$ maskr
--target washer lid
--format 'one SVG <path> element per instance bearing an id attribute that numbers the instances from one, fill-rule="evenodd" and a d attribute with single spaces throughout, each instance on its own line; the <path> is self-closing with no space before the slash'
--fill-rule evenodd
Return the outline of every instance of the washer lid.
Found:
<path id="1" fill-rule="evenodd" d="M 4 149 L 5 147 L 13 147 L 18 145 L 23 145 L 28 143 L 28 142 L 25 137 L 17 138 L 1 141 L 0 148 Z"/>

**INSTRUCTIONS FOR THE TASK**
Rewrite the records above, changing every occurrence of "washer lid" to "dryer door" and leaving everything else unchanged.

**WRITTEN RESPONSE**
$ maskr
--target dryer door
--format 'one SVG <path> element per instance bearing an id attribute that numbers the instances from one, fill-rule="evenodd" and a d attribute with single spaces throughout, each instance on its own line; the <path> is self-closing with no space before the slash'
--fill-rule evenodd
Return the outline of every instance of the dryer door.
Found:
<path id="1" fill-rule="evenodd" d="M 4 149 L 5 147 L 13 147 L 18 145 L 23 145 L 28 143 L 28 142 L 25 137 L 17 138 L 1 141 L 0 148 Z"/>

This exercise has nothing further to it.